= Goal =
Tally the rows below that contain the string "laundry", matching case exactly, and reply with the count alone.

= Dataset extract =
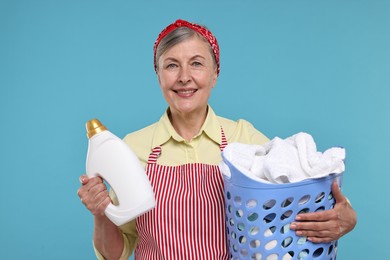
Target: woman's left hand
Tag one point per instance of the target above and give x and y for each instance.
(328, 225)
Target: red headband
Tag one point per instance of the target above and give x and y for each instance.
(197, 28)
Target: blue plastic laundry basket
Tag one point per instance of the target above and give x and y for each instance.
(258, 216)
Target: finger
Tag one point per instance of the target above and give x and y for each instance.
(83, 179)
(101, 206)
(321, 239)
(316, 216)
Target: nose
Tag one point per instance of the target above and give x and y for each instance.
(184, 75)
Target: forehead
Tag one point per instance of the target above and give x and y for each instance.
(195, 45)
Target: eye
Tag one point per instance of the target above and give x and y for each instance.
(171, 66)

==

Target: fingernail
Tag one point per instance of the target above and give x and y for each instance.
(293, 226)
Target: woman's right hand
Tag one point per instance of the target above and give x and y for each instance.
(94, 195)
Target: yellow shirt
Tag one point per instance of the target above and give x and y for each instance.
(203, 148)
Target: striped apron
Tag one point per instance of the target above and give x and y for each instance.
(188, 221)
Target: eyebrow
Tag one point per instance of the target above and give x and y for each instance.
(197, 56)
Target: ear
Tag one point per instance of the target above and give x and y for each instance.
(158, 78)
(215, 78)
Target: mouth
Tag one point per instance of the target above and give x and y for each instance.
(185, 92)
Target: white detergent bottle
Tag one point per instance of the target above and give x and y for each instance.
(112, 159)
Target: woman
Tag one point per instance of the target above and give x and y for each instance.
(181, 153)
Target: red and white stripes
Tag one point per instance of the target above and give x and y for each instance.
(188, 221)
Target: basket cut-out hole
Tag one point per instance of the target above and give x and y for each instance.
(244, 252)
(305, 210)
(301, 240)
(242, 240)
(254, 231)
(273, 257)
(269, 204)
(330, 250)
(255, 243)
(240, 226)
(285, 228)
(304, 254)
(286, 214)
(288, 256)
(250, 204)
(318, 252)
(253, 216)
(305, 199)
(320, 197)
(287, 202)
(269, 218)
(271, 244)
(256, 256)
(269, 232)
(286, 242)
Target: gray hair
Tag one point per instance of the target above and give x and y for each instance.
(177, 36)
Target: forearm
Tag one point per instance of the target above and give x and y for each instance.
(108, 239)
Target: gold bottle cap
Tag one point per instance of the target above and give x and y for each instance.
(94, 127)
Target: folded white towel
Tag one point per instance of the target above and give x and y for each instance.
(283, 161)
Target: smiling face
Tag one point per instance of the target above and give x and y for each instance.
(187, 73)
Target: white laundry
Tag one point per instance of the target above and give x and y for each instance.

---

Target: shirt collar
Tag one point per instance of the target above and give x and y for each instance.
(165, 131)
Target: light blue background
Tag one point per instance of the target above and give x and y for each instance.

= Task response =
2